Only the lines from the one with "Target: backsplash" onward are wanted, through the last line of the entries, set down exactly.

╭─ DATA TO PROCESS

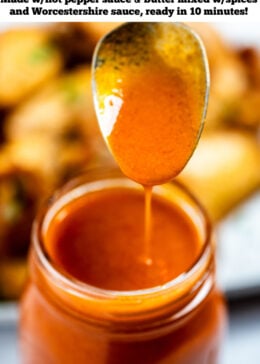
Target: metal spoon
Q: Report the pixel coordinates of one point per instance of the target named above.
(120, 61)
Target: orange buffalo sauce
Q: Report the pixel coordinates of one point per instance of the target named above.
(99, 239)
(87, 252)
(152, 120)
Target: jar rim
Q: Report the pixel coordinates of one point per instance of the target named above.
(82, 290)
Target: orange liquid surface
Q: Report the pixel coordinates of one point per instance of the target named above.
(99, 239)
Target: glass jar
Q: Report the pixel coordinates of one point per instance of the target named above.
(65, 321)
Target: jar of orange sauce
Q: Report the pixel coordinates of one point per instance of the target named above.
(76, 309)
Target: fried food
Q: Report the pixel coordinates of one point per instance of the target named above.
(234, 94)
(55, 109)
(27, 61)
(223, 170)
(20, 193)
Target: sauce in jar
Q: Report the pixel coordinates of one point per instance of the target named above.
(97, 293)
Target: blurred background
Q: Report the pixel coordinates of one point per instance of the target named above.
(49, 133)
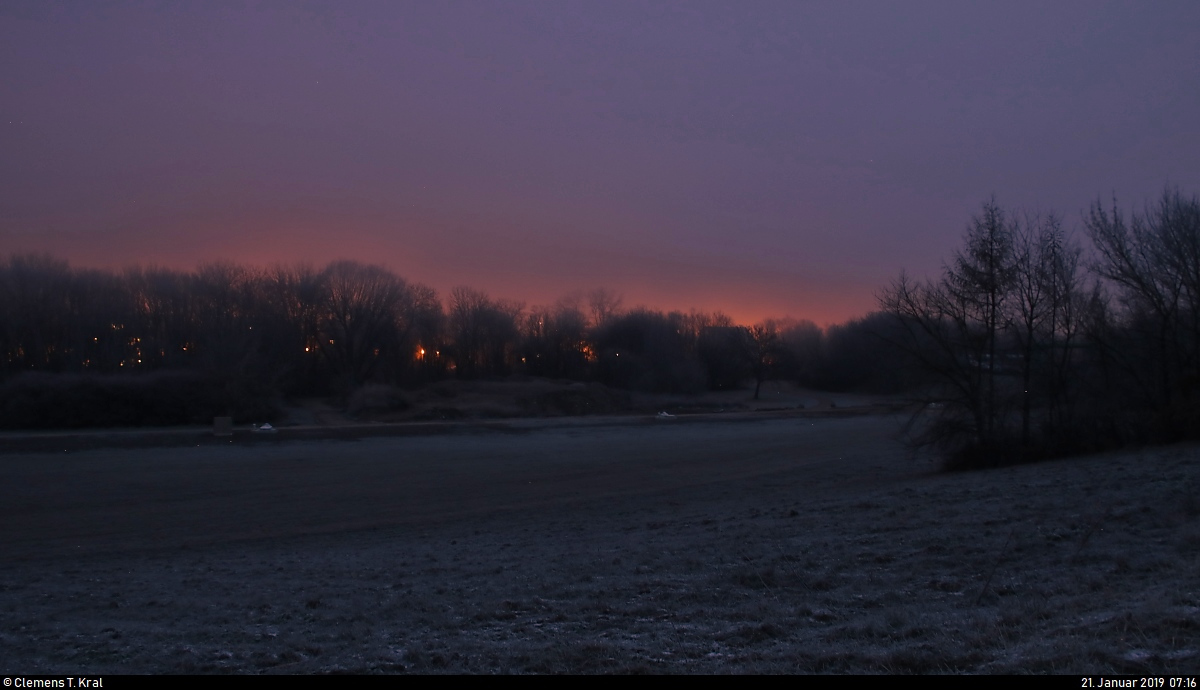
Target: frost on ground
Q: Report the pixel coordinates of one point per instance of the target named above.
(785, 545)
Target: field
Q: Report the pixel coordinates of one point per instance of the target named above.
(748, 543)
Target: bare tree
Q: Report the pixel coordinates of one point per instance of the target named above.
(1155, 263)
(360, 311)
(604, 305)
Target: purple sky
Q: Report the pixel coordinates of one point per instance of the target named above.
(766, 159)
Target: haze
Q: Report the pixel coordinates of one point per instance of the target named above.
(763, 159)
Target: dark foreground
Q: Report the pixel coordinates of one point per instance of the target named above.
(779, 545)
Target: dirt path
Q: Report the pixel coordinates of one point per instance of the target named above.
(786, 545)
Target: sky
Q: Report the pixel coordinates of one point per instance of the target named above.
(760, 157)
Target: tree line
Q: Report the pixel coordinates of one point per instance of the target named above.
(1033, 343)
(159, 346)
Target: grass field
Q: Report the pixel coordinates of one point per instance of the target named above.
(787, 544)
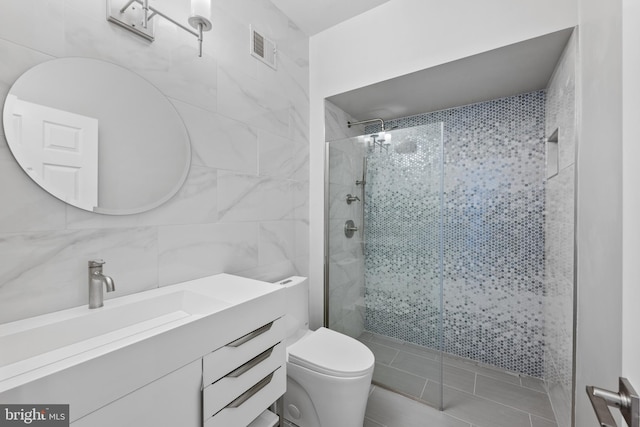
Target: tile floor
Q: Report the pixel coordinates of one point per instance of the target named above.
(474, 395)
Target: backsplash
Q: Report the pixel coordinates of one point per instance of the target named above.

╰─

▶ EXERCISE RESULT:
Target: backsplash
Q: Report the pixel coordinates of one point per instance of the target named above.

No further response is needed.